EXERCISE GOAL: Below is a block of records. Copy every line in it that contains the word "window".

------------------------------------------------

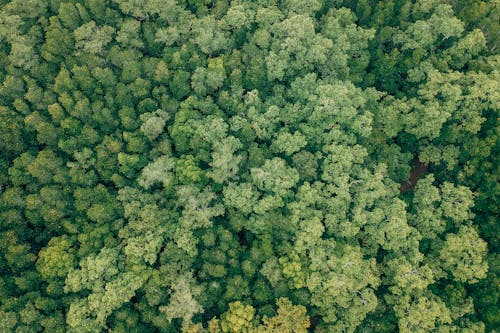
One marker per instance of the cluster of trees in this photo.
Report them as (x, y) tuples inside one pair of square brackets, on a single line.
[(235, 166)]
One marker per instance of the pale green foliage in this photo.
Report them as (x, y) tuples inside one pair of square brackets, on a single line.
[(57, 258), (289, 318), (463, 255), (238, 318), (224, 162), (288, 143), (92, 38), (158, 171), (182, 302)]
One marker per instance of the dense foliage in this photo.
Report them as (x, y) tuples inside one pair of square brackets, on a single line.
[(249, 166)]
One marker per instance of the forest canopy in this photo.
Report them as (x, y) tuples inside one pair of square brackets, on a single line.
[(249, 166)]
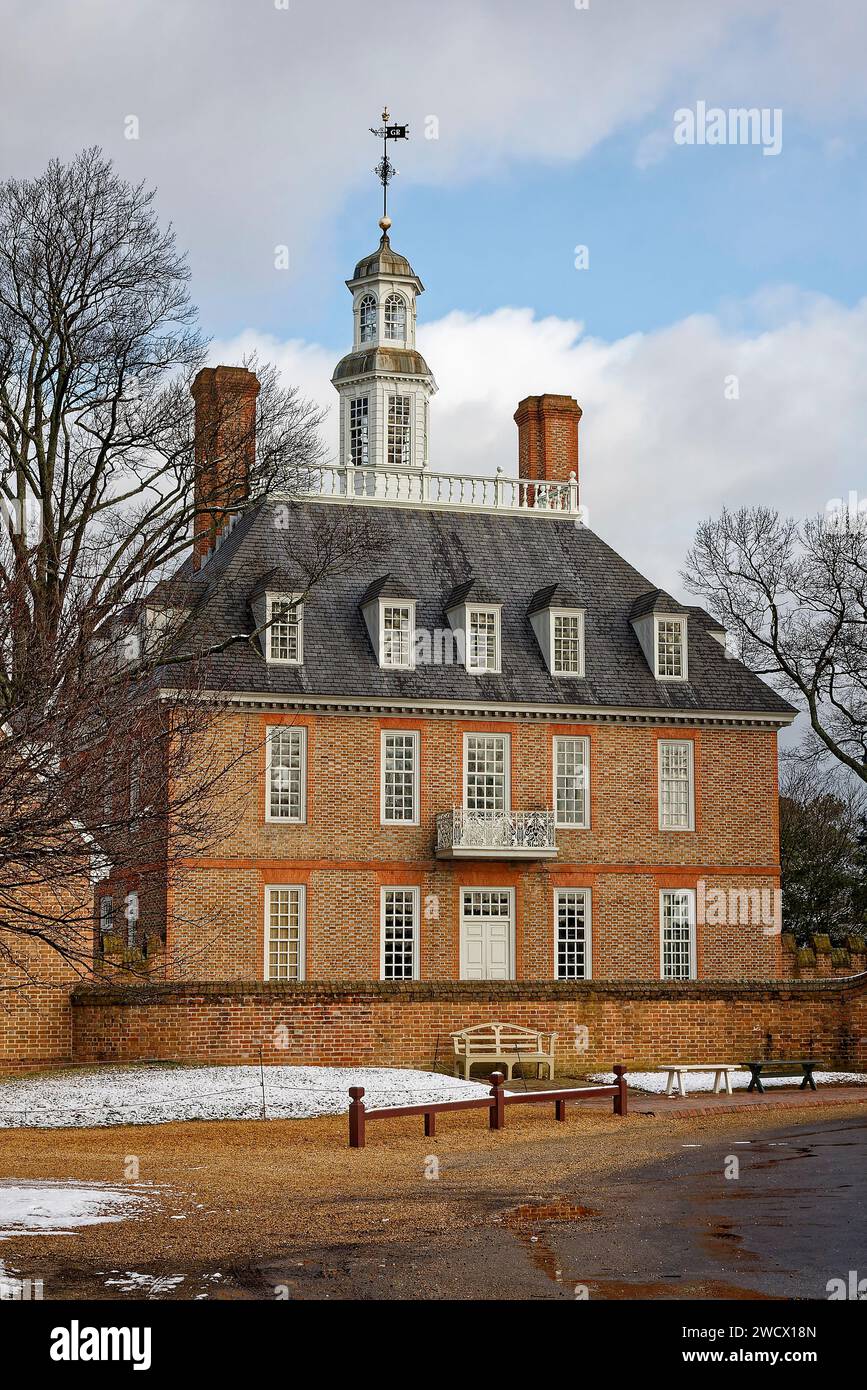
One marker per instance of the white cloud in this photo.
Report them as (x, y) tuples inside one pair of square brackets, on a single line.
[(660, 444), (253, 120)]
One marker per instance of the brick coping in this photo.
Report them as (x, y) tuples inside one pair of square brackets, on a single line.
[(418, 991)]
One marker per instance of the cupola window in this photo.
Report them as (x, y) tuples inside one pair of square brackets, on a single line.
[(367, 319), (395, 319)]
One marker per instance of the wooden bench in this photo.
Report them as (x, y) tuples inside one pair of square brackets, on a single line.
[(678, 1072), (503, 1043), (782, 1066)]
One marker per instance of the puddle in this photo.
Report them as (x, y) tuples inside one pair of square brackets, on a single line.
[(59, 1208)]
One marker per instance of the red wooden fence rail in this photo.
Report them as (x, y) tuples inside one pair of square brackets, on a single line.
[(495, 1104)]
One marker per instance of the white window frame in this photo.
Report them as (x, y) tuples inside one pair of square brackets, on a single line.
[(106, 913), (577, 738), (410, 606), (691, 898), (302, 891), (689, 745), (373, 337), (363, 403), (286, 820), (564, 613), (416, 738), (403, 307), (405, 424), (293, 601), (416, 894), (588, 933), (506, 769), (681, 622), (477, 609)]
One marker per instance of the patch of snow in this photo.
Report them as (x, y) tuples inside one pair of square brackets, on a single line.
[(656, 1082), (149, 1286), (161, 1093), (56, 1208)]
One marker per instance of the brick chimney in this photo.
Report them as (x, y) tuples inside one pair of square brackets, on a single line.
[(548, 437), (225, 449)]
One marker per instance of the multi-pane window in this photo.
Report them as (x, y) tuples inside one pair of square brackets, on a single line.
[(396, 634), (135, 781), (670, 648), (677, 912), (399, 777), (675, 795), (399, 933), (395, 319), (573, 934), (284, 630), (482, 631), (359, 431), (367, 319), (285, 933), (573, 781), (286, 755), (400, 431), (567, 644), (106, 916), (486, 772)]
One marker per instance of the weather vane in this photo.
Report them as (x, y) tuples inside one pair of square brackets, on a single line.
[(385, 170)]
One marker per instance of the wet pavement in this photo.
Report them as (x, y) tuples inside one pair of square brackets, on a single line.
[(791, 1219), (753, 1212)]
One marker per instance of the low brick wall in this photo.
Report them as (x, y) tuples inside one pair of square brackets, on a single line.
[(407, 1025)]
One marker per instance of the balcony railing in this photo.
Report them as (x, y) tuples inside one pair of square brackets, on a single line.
[(418, 488), (495, 834)]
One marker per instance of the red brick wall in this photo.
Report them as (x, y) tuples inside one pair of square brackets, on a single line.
[(343, 855), (409, 1025)]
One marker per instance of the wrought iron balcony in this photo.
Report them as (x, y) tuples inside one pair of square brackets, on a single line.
[(495, 834)]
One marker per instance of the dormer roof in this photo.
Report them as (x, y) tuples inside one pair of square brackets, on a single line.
[(553, 595), (655, 601)]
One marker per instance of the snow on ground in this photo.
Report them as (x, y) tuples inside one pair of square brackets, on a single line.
[(656, 1082), (54, 1208), (161, 1093)]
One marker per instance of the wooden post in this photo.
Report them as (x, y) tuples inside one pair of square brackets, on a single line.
[(356, 1116), (498, 1101), (620, 1100)]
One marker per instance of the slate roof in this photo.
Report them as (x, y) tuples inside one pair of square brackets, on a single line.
[(432, 552), (553, 595), (655, 602)]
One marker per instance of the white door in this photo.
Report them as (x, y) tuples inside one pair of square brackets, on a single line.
[(486, 934)]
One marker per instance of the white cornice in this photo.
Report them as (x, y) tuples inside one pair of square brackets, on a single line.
[(467, 709)]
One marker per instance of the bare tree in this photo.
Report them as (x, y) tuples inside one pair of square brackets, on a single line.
[(821, 819), (99, 464), (794, 597)]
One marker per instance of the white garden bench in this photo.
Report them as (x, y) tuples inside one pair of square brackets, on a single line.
[(678, 1072), (503, 1043)]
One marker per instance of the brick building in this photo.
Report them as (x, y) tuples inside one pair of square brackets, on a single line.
[(488, 748)]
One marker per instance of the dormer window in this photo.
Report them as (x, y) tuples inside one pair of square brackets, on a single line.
[(284, 634), (398, 634), (482, 640), (395, 319), (389, 616), (367, 320), (670, 648), (567, 644), (557, 620), (660, 624)]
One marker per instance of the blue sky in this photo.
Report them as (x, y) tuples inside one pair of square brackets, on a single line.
[(556, 128)]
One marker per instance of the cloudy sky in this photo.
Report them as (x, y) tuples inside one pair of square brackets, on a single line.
[(717, 338)]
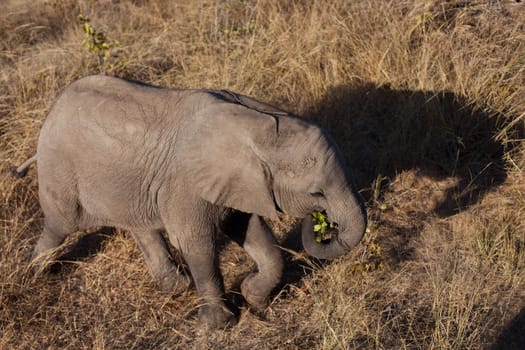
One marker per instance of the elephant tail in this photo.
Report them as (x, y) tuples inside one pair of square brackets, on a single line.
[(21, 170)]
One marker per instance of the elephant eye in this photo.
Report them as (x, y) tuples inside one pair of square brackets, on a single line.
[(318, 194)]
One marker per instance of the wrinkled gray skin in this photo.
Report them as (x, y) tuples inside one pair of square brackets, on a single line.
[(192, 163)]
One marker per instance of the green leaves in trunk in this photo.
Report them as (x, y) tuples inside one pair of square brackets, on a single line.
[(323, 228)]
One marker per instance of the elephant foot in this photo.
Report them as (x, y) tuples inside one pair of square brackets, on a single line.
[(251, 291), (174, 283), (214, 316)]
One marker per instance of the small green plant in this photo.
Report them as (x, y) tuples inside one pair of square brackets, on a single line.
[(323, 228), (97, 42)]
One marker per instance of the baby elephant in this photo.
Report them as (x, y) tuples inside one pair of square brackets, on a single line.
[(192, 163)]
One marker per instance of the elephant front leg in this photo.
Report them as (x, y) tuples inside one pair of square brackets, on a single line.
[(158, 260), (254, 235), (199, 253)]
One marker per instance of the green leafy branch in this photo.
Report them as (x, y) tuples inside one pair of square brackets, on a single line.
[(97, 42), (323, 228)]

------------------------------------------------

YOUR RESPONSE:
One marker per instance of the cupola window in this photo.
One marker per instance of the white window frame in this photo.
One marker per instance of the multi-pane window in this photo.
One marker per instance of the dormer window in this photo.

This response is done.